▸ **Excerpted text**:

*-*-*

From left to right: “El Somaten”, September 1923, Primo de Rivera’s coup d’etat; “La Libertad”, 14 April 1931, beginning of the Second Spanish Republic; “Ahora”, 19 July 1936, Franco’s uprising and the start of the Spanish Civil War.

Political change through time is obviously not the only thing that could influence a newspaper edition’s style. A language itself changes with time, a newspaper’s staff as well. All of this would mean that time would be feature we wanted to track for our newspaper editions. Another feature would be their ideology: maybe Socialists wrote differently than Conservatives, Anarchists differently from Republicans? Languages are also not monolithic, most have many dialects spoken across a country. Taking this into account, we also wanted to track newspapers’ headquarters and target regions. Another potential feature could be the age of the target audience, as there were many papers aimed specifically at young readers. There are also different kinds of newspapers: some are more concerned with breaking the news, others with providing a regular perspective on things. We therefore also track publication format. And finally, maybe it was not so much the time that articles were written in, but the time when a newspaper was founded that influenced its style? For this, we also tracked our newspapers’ years of foundation.

The features we wanted to track therefore were: - Ideology - Headquarters - Audience - Region - Format - Foundation

We then collected 100 editions of various newspapers spread out as much as possible along these features. Our data and our metadata come from the Digital Newspaper Library of the National Library of Spain (Hemeroteca Digital), where a diversity of newspapers and magazines with different editorial and political lines published from the year 1840 to the year 2022 can be found. The data is also provided under the Creative Commons Attribution 4.0 International licence, meaning we do not need to worry about potential copyright issues.

*-*-*

▸ **Available data**:
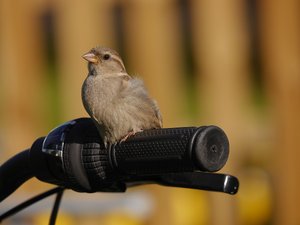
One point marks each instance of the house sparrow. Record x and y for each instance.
(118, 103)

*-*-*

▸ **Set exercise A**:
Using the excerpt on Spanish newspapers above the listing, answer these questions:
(i) Which newspaper's caption carries the date 14 April 1931?
(ii) How many newspaper editions were collected?
(iii) Under what licence is the data provided?
▸ **Set exercise B**: Transcribe part of the excerpt on Spanish newspapers, beginning at the words "The features we" and stopping after "potential copyright issues.".
▸ **Set exercise C**: Write the next part of the excerpt on Spanish newspapers, picking up where its final sentence ends.

▸ **Reply A**:
(i) "La Libertad"
(ii) 100
(iii) The Creative Commons Attribution 4.0 International licence

▸ **Reply B**:
The features we wanted to track therefore were: - Ideology - Headquarters - Audience - Region - Format - Foundation

We then collected 100 editions of various newspapers spread out as much as possible along these features. Our data and our metadata come from the Digital Newspaper Library of the National Library of Spain (Hemeroteca Digital), where a diversity of newspapers and magazines with different editorial and political lines published from the year 1840 to the year 2022 can be found. The data is also provided under the Creative Commons Attribution 4.0 International licence, meaning we do not need to worry about potential copyright issues.

▸ **Reply C**:
For further information on this project, please feel free to have a look at its repository, and it its website, were we presented some further analysis.

43 Tutorial

43.1 Collecting the data

Everything started by manually selecting and downloading 100 editions according to their features. This selection also took into account the usability of the available data.

import nltk
import spacy
import os.path
import seaborn as sns 
import matplotlib.pyplot as plt
import pandas as pd
from glob import glob
counter = 0
for filename in glob('../data/texts/*.txt'):
    counter += 1
print("The dataset contains " + str(counter) + " text files.")
The dataset contains 100 text files.

The metadata on all text files was stored in a CSV file.

editions = pd.read_csv('../data/editions.csv', index_col=0)
editions.head()
newspaper year month day link
id
1 ahora 1931 4 9 https://hemerotecadigital.bne.es/hd/es/viewer?...
2 ahora 1932 4 15 https://hemerotecadigital.bne.es/hd/es/viewer?...
3 ahora 1932 9 16 https://hemerotecadigital.bne.es/hd/es/viewer?...
4 ahora 1935 1 9 https://hemerotecadigital.bne.es/hd/es/viewer?...
5 ahora 1935 11 15 https://hemerotecadigital.bne.es/hd/es/viewer?...

Metadata not specific to the individual editions - so ideology, newspaper HQ etc. - was stored in a separate CSV file.

newspapers = pd.read_csv('../data/newspapers.csv', index_col=0)
newspapers.head()
ideology hq audience region format hq latitude hq longitude foundedin
newspaper
ahora socialist madrid adult national daily 40.416.775 -3.703.790 1930
andalucia regionalist sevilla adult andalucia monthly 37.392.529 -5.994.072 1916
ceda carlist madrid adult national biweekly 40400 -3.703.790 1933
el amigo NaN madrid youth national daily 40.416.775 -3500 1915
el cantábrico socialist santander adult cantabria weekly 43.462.774 -3.805.000 1895

43.2 Managing the data - cleaning the texts and selection of the appropriate corpus

After selecting and downloading the raw texts from the Hemeroteca Digital of the National Library of Spain, the next step was to clean the downloaded texts. Text cleaning is a fundamental step for the development of the dataset and subsequent analysis, therefore, we invested a lot of hours to build a consistent and clean dataset as much as we could to answer our research question. We strongly recommend investing time to clean the raw data to be used for any project in a mindful way.

In general, the scanned texts were in acceptable reading condition when we collect them. There are two problems though: 1. There were extra spaces in some words, and 2. Certain characters were not recognized by the OCR.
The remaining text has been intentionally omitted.